_ABOUT THIS TASK:_ According to the infrastructure bill article, how much money is earmarked for freight and passenger rail upgrades?

_EXTRACT TO READ:_

US Senators agree to slimmed-down US$1.2 trillion infrastructure plan

 THE US Senate has struck an agreement for a US$1.2 trillion infrastructure bill in what could herald a legislative victory for President Joe Biden, reports the BBC.

"We have a deal," said the presdient after meeting with cross-party group of seantors at the White House.

Calling the deal "a true bipartisan effort", Mr Biden in a separate White House speech said, "There's nothing our nation can't do when we decide to do it together, do it as one nation."

The modified infrastructure bill is smaller than the president's initial proposal of $2 trillion, but retains dramatic levels of spending to cut carbon emissions from transportation, most notably by creating a network of charging stations across the country for battery-powered cars and trucks, according to Forbes.

The bipartisan Infrastructure framework would spend a total of $1.2 trillion over eight years, including $559 billion of new spending, the White House said.

While previously proposed spending to help automakers boost production of electric vehicles (EV) isn't explicitly part of the compromise bill, there is $7.5 billion for public infrastructure to keep them powered up. 

The proposal focusses on building chargers at highway stops in rural and lower-income communities. "The largest investment in EV infrastructure in history, the bipartisan Infrastructure framework will accomplish the President's goal of building 500,000 EV chargers," the White House said. 

The biggest single source of spending is $109 billion for roads, bridges and major construction projects across the US, as well as $25 billion to improve airports. But clean transportation is heavily backed in the modified spending bill, with $49 billion to aid public transit projects, $66 billion earmarked for freight and passenger rail upgrades and $7.5 billion for electric transit and school buses.

Funding for new infrastructure programmes would come from numerous sources including IRS tax collection adjustments, unused unemployment insurance relief funds and unspent funds from emergency Covid relief legislation, 5G broadband spectrum sales and sales of oil from the US petroleum reserve. Neither taxes nor miscellaneous user fees would increase to cover costs of the plan.

"The plan makes transformational and historic investments in clean transportation infrastructure, clean water infrastructure, universal broadband infrastructure, clean power infrastructure, remediation of legacy pollution, and resilience to the changing climate," the White House said.

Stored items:

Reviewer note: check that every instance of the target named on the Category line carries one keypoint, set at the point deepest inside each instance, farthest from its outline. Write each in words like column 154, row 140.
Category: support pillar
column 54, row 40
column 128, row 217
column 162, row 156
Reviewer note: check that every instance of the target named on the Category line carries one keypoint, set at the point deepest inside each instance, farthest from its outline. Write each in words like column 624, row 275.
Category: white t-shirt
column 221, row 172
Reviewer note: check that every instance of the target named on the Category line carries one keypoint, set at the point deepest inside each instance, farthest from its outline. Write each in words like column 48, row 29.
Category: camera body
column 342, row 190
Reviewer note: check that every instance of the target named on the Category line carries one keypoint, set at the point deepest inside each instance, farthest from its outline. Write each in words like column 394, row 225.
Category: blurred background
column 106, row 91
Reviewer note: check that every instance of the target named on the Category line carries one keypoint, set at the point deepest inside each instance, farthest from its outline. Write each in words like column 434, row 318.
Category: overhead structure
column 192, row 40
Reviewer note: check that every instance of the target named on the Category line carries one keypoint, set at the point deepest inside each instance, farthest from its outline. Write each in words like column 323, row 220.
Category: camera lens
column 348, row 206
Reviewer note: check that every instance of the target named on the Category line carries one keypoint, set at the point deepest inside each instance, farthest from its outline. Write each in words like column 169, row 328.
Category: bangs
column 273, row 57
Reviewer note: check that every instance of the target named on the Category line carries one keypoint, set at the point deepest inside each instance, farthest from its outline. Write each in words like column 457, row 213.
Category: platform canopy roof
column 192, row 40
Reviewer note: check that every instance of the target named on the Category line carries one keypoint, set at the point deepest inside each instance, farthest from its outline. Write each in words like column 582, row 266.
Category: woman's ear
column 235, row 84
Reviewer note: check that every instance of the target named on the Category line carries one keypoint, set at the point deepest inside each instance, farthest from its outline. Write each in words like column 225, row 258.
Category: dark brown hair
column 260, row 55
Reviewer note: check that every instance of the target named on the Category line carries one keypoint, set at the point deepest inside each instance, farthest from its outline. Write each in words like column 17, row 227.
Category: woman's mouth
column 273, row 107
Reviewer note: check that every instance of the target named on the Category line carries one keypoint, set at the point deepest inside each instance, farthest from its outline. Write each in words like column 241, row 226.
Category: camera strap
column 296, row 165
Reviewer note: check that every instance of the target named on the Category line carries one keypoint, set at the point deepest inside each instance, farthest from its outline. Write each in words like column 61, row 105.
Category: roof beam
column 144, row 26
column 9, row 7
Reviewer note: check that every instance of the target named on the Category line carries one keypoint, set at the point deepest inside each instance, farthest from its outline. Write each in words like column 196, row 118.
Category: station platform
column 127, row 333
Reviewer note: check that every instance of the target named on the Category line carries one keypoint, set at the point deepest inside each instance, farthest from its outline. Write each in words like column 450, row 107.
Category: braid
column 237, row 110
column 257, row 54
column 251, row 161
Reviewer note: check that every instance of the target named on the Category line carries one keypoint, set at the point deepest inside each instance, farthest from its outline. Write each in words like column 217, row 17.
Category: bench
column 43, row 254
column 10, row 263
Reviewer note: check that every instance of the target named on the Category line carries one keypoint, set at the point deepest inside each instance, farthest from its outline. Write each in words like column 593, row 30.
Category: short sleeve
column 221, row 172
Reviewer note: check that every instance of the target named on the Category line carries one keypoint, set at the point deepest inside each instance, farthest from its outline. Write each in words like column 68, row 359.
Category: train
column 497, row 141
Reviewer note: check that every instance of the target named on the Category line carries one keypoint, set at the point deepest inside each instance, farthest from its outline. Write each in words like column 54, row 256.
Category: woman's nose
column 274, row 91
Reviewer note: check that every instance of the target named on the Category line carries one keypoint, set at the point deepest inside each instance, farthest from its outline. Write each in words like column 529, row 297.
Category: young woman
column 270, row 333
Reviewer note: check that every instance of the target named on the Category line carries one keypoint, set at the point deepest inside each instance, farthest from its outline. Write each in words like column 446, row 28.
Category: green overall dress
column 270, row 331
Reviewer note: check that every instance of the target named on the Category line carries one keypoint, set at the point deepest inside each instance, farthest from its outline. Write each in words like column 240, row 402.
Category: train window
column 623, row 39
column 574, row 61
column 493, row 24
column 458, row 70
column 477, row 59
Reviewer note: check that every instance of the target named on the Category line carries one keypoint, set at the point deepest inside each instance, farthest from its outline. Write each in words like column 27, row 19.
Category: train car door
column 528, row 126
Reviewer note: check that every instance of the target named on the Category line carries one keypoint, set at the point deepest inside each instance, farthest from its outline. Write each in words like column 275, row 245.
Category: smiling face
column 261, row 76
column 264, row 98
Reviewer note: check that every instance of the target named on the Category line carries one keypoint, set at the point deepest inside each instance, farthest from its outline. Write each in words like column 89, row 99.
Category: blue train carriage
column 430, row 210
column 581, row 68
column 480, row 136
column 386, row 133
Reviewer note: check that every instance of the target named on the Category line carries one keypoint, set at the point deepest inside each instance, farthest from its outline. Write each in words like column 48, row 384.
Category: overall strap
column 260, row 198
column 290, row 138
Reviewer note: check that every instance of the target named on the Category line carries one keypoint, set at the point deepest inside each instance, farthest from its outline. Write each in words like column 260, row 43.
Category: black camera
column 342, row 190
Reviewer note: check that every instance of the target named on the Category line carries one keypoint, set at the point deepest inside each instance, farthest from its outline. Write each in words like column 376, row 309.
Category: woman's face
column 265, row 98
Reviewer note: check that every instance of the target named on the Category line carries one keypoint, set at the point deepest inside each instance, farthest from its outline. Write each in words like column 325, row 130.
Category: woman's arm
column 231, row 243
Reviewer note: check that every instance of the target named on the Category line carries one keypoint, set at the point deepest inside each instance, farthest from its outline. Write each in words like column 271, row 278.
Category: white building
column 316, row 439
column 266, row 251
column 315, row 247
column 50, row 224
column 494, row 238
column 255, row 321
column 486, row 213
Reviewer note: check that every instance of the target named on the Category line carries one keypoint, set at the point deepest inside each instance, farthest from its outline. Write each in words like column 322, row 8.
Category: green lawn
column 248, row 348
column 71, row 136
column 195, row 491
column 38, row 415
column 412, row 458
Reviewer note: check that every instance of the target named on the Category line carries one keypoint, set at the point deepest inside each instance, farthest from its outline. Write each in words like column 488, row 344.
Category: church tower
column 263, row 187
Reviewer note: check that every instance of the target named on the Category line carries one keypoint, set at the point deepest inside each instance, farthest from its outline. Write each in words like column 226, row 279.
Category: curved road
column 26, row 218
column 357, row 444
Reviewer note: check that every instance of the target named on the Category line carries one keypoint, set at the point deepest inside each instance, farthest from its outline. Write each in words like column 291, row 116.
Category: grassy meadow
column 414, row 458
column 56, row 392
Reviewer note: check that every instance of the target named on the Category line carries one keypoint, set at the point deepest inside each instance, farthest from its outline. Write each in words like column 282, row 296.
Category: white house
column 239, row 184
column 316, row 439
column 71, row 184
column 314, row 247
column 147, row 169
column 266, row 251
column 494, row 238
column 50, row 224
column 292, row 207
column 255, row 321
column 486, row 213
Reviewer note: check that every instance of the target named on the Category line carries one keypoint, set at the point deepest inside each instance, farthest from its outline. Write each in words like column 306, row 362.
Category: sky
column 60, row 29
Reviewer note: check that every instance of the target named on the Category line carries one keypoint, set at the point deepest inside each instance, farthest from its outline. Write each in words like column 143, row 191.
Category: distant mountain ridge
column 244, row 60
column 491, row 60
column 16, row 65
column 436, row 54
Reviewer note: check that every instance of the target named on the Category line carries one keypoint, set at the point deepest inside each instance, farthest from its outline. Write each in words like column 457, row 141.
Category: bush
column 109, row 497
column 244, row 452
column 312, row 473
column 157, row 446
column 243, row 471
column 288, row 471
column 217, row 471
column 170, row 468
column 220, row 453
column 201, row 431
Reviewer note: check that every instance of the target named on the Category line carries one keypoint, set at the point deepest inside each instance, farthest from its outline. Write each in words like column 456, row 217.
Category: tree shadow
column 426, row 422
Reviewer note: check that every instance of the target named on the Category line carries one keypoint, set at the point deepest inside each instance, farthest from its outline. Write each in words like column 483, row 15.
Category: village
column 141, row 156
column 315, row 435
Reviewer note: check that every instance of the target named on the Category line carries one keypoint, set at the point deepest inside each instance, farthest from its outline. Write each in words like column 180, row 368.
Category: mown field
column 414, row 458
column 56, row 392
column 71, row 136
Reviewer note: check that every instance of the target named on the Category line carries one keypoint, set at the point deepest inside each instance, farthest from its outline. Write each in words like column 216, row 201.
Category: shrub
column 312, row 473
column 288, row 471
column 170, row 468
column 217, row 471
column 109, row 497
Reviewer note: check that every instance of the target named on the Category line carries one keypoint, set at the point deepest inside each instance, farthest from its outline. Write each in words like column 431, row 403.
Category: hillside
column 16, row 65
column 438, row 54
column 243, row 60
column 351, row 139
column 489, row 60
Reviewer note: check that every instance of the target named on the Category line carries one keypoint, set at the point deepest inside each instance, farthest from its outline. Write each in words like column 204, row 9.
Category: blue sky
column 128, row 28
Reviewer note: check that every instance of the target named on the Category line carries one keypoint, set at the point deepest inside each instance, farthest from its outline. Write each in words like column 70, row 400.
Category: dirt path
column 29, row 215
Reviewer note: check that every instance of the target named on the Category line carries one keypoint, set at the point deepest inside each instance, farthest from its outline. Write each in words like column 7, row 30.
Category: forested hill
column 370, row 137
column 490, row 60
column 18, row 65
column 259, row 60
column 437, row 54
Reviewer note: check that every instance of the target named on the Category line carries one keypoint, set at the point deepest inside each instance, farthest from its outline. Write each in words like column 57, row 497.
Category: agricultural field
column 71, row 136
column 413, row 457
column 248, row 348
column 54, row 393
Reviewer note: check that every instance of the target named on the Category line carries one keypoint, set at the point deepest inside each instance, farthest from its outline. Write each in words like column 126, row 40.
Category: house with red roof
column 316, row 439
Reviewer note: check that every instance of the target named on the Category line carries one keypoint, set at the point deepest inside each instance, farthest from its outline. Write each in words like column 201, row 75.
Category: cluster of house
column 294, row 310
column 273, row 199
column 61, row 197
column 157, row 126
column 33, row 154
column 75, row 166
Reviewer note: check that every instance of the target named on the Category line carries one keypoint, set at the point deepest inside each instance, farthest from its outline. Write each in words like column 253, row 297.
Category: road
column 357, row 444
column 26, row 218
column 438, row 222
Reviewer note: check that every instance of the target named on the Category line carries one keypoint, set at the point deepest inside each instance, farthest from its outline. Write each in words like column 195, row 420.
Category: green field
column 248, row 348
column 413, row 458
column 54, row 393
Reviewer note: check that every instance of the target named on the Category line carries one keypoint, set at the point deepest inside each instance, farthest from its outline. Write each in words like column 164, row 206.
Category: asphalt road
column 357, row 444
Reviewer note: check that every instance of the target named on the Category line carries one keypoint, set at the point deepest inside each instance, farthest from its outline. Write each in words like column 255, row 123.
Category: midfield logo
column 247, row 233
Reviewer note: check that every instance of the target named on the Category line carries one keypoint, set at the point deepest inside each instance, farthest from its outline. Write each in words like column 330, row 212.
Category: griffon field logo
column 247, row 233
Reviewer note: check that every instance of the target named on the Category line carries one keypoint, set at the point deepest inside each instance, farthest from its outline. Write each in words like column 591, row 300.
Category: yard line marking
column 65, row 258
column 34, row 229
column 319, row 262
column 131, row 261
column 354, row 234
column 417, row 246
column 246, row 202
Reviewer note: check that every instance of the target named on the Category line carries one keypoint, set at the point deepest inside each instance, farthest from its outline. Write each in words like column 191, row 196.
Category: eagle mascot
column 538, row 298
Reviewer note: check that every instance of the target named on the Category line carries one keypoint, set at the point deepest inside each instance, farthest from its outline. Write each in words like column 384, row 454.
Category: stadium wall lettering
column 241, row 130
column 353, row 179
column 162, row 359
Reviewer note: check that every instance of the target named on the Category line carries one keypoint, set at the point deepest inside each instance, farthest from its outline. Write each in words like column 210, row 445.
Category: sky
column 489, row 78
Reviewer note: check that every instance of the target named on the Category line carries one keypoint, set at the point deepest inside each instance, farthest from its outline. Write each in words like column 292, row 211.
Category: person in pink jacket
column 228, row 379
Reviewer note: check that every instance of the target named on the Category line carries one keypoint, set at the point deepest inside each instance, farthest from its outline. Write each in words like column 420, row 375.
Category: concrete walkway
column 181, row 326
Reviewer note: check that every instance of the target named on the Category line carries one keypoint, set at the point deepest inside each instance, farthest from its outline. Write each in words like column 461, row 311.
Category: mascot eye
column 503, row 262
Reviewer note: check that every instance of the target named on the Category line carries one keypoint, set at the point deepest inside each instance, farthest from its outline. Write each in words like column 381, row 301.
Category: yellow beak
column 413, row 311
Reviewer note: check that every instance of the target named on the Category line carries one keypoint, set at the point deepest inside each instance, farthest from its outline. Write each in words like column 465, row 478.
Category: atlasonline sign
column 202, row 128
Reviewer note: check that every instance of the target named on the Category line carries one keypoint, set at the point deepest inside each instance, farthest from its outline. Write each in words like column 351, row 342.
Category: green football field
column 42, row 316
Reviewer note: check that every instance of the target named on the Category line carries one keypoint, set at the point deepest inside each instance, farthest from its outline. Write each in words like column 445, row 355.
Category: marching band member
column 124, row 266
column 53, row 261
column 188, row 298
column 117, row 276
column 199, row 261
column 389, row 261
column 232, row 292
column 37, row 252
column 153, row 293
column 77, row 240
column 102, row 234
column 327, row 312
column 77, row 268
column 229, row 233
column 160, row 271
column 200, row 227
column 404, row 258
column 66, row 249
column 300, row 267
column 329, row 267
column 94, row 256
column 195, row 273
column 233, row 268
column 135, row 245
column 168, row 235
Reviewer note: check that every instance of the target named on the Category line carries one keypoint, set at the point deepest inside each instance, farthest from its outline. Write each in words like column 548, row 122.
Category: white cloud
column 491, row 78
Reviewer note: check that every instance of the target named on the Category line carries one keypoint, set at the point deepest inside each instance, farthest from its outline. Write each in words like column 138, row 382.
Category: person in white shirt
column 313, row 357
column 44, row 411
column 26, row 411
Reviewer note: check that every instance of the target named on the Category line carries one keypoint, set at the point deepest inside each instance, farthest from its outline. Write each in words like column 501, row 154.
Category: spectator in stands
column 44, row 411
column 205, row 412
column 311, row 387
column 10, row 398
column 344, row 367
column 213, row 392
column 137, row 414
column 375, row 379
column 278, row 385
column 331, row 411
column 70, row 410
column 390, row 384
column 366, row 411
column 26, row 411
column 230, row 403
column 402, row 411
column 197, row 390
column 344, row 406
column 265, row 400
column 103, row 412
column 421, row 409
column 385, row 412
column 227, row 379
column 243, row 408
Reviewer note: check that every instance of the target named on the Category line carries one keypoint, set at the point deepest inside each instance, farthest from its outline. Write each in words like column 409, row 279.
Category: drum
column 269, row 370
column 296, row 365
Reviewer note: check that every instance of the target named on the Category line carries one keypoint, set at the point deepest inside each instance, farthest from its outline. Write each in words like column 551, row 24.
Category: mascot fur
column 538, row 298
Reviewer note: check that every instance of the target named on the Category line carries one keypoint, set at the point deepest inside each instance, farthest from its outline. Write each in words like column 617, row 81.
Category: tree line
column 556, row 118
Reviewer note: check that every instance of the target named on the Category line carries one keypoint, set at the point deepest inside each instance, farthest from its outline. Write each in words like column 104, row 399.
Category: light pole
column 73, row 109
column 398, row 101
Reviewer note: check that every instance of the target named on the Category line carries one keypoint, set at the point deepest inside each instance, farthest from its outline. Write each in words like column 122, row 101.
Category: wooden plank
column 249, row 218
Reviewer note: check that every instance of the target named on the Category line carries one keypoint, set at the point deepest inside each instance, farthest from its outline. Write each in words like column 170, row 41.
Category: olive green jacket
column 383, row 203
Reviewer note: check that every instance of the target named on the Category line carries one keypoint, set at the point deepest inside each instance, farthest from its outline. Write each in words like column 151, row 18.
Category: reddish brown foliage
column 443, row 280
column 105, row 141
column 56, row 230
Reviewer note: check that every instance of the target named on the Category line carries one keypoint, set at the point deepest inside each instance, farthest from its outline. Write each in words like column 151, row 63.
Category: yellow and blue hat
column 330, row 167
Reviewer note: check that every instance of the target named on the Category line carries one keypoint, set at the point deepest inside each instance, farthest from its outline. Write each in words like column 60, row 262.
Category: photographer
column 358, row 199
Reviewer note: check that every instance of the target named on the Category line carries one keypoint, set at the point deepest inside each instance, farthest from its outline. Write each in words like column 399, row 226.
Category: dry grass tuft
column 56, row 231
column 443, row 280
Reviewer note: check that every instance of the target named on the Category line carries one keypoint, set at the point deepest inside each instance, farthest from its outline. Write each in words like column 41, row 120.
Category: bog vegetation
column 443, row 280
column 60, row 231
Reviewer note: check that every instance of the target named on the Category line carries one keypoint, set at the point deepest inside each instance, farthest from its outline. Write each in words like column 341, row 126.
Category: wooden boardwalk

_RESULT OF THIS EXERCISE:_ $66 billion